* **Named object pointing entries**:
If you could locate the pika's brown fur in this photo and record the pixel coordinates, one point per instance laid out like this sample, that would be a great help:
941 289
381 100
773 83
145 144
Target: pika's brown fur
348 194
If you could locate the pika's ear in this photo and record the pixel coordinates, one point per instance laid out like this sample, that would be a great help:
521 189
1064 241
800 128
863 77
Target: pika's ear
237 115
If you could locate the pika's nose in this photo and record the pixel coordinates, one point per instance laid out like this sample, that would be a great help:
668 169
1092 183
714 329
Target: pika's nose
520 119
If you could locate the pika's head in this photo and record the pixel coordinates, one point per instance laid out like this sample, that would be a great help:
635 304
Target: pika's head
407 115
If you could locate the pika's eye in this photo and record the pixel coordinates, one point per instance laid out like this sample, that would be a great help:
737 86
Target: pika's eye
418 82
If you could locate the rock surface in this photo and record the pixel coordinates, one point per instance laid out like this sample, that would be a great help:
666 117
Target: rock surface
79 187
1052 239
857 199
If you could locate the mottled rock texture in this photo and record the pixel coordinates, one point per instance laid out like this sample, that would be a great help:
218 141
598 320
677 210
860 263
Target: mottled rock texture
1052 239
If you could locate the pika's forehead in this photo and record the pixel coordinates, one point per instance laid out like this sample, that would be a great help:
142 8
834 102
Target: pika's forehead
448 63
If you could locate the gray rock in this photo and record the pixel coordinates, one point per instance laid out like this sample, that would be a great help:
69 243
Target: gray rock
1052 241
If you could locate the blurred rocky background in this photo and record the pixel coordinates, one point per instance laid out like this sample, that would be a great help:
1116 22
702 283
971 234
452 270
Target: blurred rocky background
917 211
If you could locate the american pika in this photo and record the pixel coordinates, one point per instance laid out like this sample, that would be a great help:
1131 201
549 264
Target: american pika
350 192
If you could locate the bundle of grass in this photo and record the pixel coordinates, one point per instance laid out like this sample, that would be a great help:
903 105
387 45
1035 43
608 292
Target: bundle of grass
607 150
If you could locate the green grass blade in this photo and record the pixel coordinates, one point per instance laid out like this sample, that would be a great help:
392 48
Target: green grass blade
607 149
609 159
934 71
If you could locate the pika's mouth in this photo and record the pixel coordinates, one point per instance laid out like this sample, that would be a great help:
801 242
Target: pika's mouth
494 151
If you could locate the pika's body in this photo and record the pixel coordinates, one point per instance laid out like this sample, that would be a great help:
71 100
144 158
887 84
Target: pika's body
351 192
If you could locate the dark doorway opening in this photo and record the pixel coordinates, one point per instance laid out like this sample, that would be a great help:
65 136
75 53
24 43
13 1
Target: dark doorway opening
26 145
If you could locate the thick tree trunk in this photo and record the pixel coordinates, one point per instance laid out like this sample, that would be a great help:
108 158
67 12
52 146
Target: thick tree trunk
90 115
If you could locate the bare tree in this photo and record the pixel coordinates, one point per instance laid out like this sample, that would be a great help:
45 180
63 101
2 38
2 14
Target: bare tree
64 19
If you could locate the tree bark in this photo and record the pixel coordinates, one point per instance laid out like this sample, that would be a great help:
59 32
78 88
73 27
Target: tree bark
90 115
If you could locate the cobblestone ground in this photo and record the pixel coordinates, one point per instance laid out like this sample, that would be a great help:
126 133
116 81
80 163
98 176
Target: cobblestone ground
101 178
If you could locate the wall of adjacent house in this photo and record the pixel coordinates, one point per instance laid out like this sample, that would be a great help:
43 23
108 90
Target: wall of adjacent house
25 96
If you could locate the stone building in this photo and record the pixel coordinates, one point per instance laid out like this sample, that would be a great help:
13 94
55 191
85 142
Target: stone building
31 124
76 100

* **Exercise brief**:
Please reproduce each line exactly as written.

* **Task solution**:
If you could locate the pika's brown fur in this photo and record the pixel coordinates, one point per instance laid out like this sample, that would be a great help:
941 289
381 100
773 83
145 144
Target: pika's brown fur
348 194
If you could locate the pika's ear in this photo and record the pixel coordinates, one point per instance laid out like this sample, that would be a great help:
521 189
1064 241
800 128
863 77
Target: pika's ear
237 115
If you could locate the pika's nose in this photo and record the pixel coordinates, one point per instance laid out like this sample, that would be a great help:
668 169
1092 183
714 329
Target: pika's nose
520 119
If you could locate the pika's head in this photo and record the pixel coordinates, one point per instance laid out like this sample, that would be a great help:
635 304
Target: pika's head
407 115
If you could locate the pika's eye in this photo and record the pixel coordinates, one point per instance laid out like this sample, that would be a great help:
737 86
Target: pika's eye
418 82
If you could locate the rock surface in this photo and record the pixel coordinates, one point per instance laid out like this sample, that would be a great help:
666 117
Target: rock surface
79 187
1052 239
857 199
If you could locate the mottled rock texture in this photo and record the pixel coordinates, one point per instance laid out like this sample, that would be a great help:
218 141
598 320
677 210
860 263
Target: mottled rock texture
1052 239
If you could locate the pika's forehead in this photo and record the pixel coordinates, one point per instance laid out like this sample, that would be a great help:
142 8
834 102
Target: pika's forehead
448 63
If you could locate the gray rock in this photo and record the pixel coordinates, one point per instance laid out like this sample, that would be a great help:
69 243
Target: gray rock
1052 241
If you could locate the blurred rocky background in this photo and record the pixel coordinates, one point per instance laid out like this sample, that would be a great help:
1116 22
702 283
971 234
452 270
Target: blurred rocky background
917 211
If you could locate the american pika in this photo and record the pixel coordinates, one point per instance laid out like this sample, that would be a great help:
1131 201
549 264
Target: american pika
350 192
If you could locate the bundle of grass in this photo and record the pixel coordinates, one point per instance laid out like this sample, that would be a great help:
903 105
387 45
1035 43
608 292
Target: bundle of grass
607 150
If you could locate the green grass blade in this photo and record the pixel coordinates, one point per instance laid out like this sample, that would be a great help:
392 48
Target: green grass blade
607 149
609 159
934 71
If you could locate the pika's mouth in this photo and record the pixel coordinates, one point per instance laid out like this sample, that would be a great help:
801 242
Target: pika's mouth
494 151
If you could locate the pika's body in this photo and record the pixel coordinates, one point per instance laid out like this sample, that would be a great help:
71 100
144 158
887 84
Target: pika's body
351 192
If you could locate the dark doorway opening in this photo and record the pixel coordinates, one point per instance laid out like this sample, that would be a great help:
65 136
75 53
24 43
13 1
Target: dark doorway opening
26 145
If you could locate the thick tree trunk in this photo and record the pixel coordinates, one point per instance laid out like this sample, that would be a great help:
108 158
67 12
52 146
Target: thick tree trunk
90 115
If you could locate the bare tree in this photo and record the pixel coordinates, one point per instance laid out like this sample, that would be a great help:
45 180
63 101
2 38
2 14
Target: bare tree
64 19
If you could locate the tree bark in this photo and record the pixel coordinates, one point per instance laid out like this sample, that would be a great help:
59 32
78 88
73 27
Target: tree bark
90 115
If you could locate the cobblestone ground in this photo and record the pixel coordinates, one point per instance laid out like this sample, that would be a great help:
126 133
116 81
80 163
98 176
Target: cobblestone ground
101 178
If you could locate the wall of adjacent house in this photo and record the pixel coordinates, one point per instance laid out like this sample, that would be a great help:
43 23
108 90
Target: wall of adjacent house
25 96
If you could locate the stone building in this photo and record the pixel coordinates, one point per instance laid out like this sample, that would be a great help:
13 94
55 191
85 142
Target: stone building
31 124
76 100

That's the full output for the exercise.